• _RECORDS PROVIDED_:
------------------------

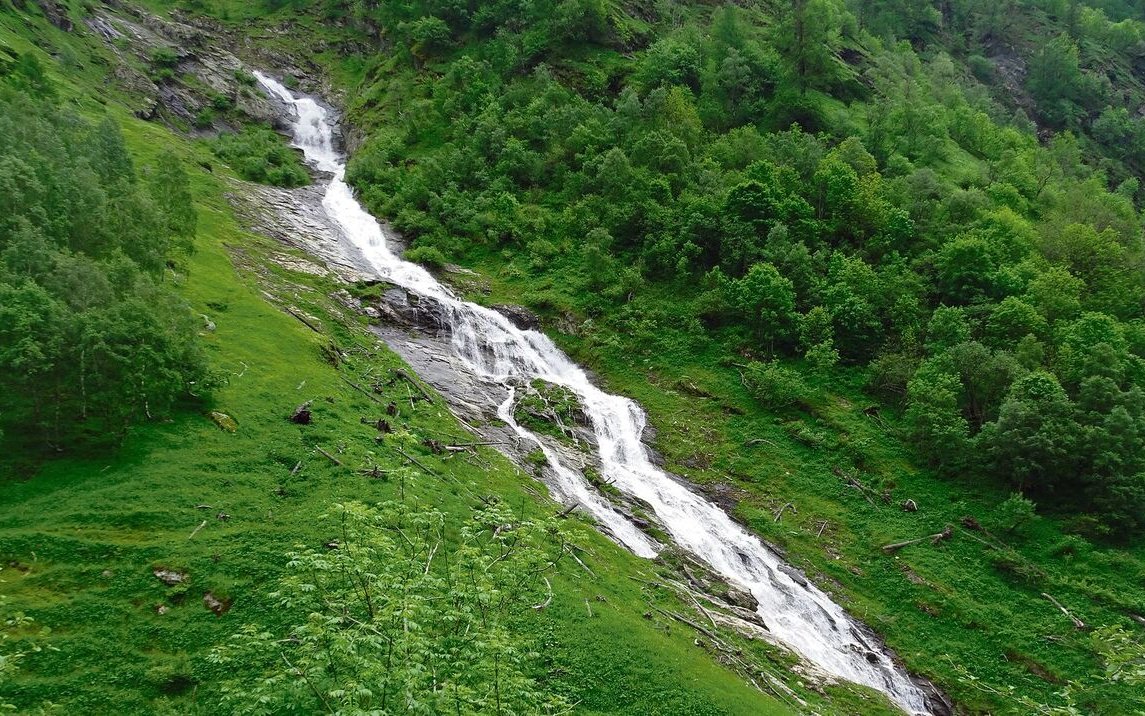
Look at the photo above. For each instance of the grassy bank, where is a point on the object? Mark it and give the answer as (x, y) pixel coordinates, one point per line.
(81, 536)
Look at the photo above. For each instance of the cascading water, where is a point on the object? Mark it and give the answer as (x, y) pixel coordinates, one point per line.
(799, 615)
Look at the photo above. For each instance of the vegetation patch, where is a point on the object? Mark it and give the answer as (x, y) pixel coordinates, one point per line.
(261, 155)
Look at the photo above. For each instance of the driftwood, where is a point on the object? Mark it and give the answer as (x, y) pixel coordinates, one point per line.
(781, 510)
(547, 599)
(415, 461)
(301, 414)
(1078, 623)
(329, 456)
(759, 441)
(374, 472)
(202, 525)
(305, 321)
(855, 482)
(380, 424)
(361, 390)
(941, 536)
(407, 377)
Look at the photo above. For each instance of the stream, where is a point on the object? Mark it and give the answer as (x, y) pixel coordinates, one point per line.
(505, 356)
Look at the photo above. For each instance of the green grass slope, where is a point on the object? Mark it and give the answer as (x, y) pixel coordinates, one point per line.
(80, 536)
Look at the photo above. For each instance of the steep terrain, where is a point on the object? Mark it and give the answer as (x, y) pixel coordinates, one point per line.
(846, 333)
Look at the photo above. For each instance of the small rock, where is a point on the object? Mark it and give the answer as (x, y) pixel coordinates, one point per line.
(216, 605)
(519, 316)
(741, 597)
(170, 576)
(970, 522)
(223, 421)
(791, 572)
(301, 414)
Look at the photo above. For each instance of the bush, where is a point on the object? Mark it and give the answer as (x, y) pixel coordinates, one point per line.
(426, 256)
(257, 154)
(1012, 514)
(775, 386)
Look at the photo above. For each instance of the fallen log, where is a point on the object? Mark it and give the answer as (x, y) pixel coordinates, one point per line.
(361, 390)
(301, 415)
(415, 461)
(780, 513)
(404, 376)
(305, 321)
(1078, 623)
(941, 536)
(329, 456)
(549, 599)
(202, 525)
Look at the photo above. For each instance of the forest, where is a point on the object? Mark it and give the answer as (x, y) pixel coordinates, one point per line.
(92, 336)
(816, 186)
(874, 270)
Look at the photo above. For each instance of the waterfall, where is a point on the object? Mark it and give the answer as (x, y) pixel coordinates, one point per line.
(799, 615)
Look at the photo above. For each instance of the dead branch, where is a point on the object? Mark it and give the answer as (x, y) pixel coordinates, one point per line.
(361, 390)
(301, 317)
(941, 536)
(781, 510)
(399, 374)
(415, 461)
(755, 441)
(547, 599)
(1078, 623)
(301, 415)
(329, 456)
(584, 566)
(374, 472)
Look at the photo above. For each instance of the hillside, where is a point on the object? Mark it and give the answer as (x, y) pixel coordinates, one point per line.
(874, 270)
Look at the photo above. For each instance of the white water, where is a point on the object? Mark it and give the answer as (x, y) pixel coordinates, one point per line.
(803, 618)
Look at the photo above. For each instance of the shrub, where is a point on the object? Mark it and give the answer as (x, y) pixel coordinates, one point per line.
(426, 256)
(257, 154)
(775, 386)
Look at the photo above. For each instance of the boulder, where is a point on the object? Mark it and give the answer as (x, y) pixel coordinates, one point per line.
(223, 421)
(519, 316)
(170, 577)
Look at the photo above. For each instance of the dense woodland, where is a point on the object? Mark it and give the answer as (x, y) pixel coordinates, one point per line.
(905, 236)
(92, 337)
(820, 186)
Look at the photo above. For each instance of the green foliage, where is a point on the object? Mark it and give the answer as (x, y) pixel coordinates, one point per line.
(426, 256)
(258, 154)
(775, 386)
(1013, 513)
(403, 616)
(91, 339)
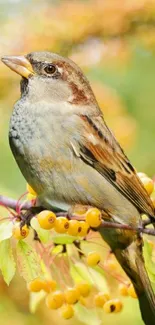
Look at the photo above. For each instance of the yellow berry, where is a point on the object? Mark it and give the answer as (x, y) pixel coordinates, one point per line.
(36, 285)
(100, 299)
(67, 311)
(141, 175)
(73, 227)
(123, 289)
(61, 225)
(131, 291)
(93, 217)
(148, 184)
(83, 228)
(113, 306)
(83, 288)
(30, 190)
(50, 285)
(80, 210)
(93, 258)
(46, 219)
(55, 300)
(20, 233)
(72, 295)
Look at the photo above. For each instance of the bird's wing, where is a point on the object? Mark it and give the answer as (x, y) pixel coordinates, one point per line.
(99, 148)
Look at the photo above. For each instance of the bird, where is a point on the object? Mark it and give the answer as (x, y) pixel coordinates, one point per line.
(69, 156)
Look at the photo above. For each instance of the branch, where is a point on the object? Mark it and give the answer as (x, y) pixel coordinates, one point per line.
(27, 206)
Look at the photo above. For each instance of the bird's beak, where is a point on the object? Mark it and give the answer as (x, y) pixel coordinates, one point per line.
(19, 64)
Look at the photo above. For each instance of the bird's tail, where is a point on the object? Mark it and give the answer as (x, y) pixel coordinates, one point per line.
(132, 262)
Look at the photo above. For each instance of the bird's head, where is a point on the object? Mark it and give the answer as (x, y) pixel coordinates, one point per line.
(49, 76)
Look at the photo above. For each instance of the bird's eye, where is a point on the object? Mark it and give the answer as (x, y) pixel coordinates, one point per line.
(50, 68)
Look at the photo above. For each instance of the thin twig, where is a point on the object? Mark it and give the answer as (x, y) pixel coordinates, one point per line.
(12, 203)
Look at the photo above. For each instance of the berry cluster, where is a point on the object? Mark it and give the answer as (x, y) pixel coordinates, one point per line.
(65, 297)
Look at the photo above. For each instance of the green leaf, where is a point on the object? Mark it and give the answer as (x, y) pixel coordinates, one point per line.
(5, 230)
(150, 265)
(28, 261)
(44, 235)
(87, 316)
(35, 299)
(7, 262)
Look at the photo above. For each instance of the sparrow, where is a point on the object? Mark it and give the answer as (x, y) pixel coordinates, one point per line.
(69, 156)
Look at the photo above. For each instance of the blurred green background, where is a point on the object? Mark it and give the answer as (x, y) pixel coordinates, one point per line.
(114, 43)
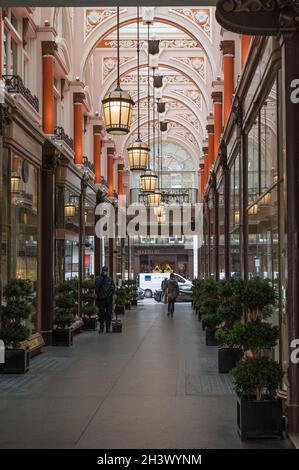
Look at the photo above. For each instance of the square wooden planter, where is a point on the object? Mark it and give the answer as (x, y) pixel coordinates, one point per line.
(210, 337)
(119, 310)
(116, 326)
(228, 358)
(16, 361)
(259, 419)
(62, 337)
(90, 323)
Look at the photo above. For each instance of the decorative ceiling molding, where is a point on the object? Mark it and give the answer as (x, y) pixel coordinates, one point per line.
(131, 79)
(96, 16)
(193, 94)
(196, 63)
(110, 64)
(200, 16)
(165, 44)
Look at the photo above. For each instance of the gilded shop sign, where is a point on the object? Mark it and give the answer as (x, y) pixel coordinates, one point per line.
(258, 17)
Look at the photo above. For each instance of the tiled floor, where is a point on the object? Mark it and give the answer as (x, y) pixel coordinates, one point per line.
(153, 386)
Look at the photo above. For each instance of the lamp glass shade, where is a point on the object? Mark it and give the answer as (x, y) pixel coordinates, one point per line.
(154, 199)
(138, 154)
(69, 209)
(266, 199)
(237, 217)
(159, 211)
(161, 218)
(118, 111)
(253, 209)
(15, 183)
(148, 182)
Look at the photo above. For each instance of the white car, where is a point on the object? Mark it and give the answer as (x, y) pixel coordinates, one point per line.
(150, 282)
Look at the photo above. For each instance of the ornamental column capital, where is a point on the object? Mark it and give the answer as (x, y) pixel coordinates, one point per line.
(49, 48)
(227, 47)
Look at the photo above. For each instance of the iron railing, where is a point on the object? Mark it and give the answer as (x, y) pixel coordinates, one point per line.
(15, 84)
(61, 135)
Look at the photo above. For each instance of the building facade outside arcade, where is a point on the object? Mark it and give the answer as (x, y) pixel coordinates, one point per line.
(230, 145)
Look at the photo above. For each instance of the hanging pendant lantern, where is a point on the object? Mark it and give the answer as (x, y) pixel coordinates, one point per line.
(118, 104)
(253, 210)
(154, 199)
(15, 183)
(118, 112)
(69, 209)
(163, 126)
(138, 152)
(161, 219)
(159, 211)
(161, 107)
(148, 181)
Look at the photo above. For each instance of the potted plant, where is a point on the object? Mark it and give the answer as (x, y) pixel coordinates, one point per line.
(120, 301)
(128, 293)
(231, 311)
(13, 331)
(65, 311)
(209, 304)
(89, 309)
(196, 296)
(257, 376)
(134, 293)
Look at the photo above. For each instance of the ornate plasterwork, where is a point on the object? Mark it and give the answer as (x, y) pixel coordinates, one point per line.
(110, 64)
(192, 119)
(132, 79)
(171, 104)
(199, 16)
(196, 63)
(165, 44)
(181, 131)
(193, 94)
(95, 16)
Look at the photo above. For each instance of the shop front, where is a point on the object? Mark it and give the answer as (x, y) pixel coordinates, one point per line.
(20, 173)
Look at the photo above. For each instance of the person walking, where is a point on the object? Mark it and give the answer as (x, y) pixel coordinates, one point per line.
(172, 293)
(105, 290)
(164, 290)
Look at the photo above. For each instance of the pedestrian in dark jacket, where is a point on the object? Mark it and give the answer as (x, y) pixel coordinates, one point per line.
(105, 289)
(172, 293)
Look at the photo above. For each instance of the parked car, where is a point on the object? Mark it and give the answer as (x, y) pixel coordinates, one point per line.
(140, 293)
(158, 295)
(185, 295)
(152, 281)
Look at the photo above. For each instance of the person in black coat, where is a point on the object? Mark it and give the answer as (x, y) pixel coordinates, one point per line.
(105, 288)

------------------------

Every line from the one containing "Look at the photo above. For each instance of the shop" through the end of the entries above must be echoed exactly, with both ends kept.

• _TASK OUTPUT_:
Look at the photo above. For each instance of the shop front, where is a point on the object? Mark it and give the answer as (x, y) pixel coordinates, one point per line.
(20, 173)
Look at the photo above. For each instance of the person walking, where is a point on the object? Mark it and give the answer as (x, y) pixel coordinates, one point per line.
(172, 293)
(105, 290)
(164, 290)
Look at the photo above. For each instance of the pedestrian in dark jacket, where is a point on the object? Mark it and give the answer as (x, y) pixel coordinates, one point per line.
(105, 289)
(172, 293)
Look at the photo above. For each instance of the parked car, where is a point on the object? Mark it and give the answer as (x, y) pixel coordinates, one point per line.
(140, 293)
(158, 295)
(185, 295)
(152, 281)
Look at the photo above. For each instance of the person in black coat, where is a point on the object? Mark it and give the answer as (x, y) pixel coordinates, one point per line.
(105, 288)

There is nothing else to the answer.